**What the task requires:** Print out the data below with every line intact.

**Data for the task:**

□ □ □ □ □

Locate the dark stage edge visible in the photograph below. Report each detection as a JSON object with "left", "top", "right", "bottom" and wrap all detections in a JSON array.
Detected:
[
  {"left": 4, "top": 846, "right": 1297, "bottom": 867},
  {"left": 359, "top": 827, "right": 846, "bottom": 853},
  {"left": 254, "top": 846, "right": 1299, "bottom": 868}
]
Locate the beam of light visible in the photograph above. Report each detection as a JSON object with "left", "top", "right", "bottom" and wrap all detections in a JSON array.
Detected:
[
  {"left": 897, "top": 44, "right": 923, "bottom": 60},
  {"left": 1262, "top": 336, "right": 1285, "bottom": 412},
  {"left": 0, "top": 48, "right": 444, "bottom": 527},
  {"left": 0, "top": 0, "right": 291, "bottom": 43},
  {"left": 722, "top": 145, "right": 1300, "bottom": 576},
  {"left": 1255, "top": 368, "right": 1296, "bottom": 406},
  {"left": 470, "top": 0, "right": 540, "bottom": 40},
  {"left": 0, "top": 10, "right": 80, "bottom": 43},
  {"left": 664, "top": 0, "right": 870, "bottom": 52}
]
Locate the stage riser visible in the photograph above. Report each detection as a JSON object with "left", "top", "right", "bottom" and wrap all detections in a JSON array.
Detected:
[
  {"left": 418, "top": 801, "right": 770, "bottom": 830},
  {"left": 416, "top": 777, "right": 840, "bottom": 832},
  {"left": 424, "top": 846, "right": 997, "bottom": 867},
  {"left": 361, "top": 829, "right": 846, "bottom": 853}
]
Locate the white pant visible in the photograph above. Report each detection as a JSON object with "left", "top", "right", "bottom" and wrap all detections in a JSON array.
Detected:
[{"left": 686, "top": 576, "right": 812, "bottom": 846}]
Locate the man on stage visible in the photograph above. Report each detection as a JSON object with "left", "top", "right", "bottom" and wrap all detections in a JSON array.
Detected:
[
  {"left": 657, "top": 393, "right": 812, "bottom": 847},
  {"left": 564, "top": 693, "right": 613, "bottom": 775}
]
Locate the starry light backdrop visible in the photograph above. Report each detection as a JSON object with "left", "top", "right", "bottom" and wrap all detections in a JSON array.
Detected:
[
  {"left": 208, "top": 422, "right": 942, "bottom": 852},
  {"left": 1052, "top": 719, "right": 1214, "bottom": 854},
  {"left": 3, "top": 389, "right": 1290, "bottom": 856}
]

□ □ □ □ □

**Worked solution:**
Locate the dark stage edge visible in the photograph below. Report each detection as a JSON object with "left", "top", "right", "bottom" and wrap all detections in a JSON array.
Detected:
[
  {"left": 4, "top": 846, "right": 1297, "bottom": 867},
  {"left": 359, "top": 827, "right": 846, "bottom": 853},
  {"left": 254, "top": 846, "right": 1299, "bottom": 868}
]
Locate the beam of light visible in the photograph above. Report each detection as a JSON object with "left", "top", "right", "bottom" and wrap all detections in a JSON array.
Detected:
[
  {"left": 897, "top": 44, "right": 923, "bottom": 60},
  {"left": 1262, "top": 336, "right": 1285, "bottom": 412},
  {"left": 0, "top": 48, "right": 444, "bottom": 527},
  {"left": 0, "top": 0, "right": 291, "bottom": 43},
  {"left": 722, "top": 145, "right": 1300, "bottom": 576},
  {"left": 1255, "top": 368, "right": 1296, "bottom": 406},
  {"left": 470, "top": 0, "right": 540, "bottom": 40},
  {"left": 0, "top": 10, "right": 80, "bottom": 43},
  {"left": 664, "top": 0, "right": 870, "bottom": 52}
]
Locate the stage riser visible in the photograph above. Report each detection as a JSON object with "left", "top", "right", "bottom" and wrap all detections in a JSON array.
Detected:
[
  {"left": 418, "top": 801, "right": 770, "bottom": 830},
  {"left": 416, "top": 777, "right": 840, "bottom": 832},
  {"left": 424, "top": 846, "right": 997, "bottom": 867},
  {"left": 361, "top": 829, "right": 846, "bottom": 853}
]
Locate the white pant visible in the photograph above. Report each detection as a JSON object with "left", "top", "right", "bottom" and wrap all detections in a JSON array.
Detected:
[{"left": 686, "top": 576, "right": 812, "bottom": 846}]
Locate the man on stage visible in the photograph above. Report each detection as a JSON object with "left", "top", "right", "bottom" and wrap all detections in a JSON array.
Detected:
[
  {"left": 657, "top": 393, "right": 812, "bottom": 847},
  {"left": 564, "top": 693, "right": 613, "bottom": 775}
]
Locate the starry light backdrop visible in the photograph above. Report each detection as a JSON object with "left", "top", "right", "bottom" and wrap all detections in a JSON array.
Detected:
[
  {"left": 208, "top": 422, "right": 942, "bottom": 852},
  {"left": 1052, "top": 719, "right": 1214, "bottom": 854},
  {"left": 3, "top": 389, "right": 1290, "bottom": 856}
]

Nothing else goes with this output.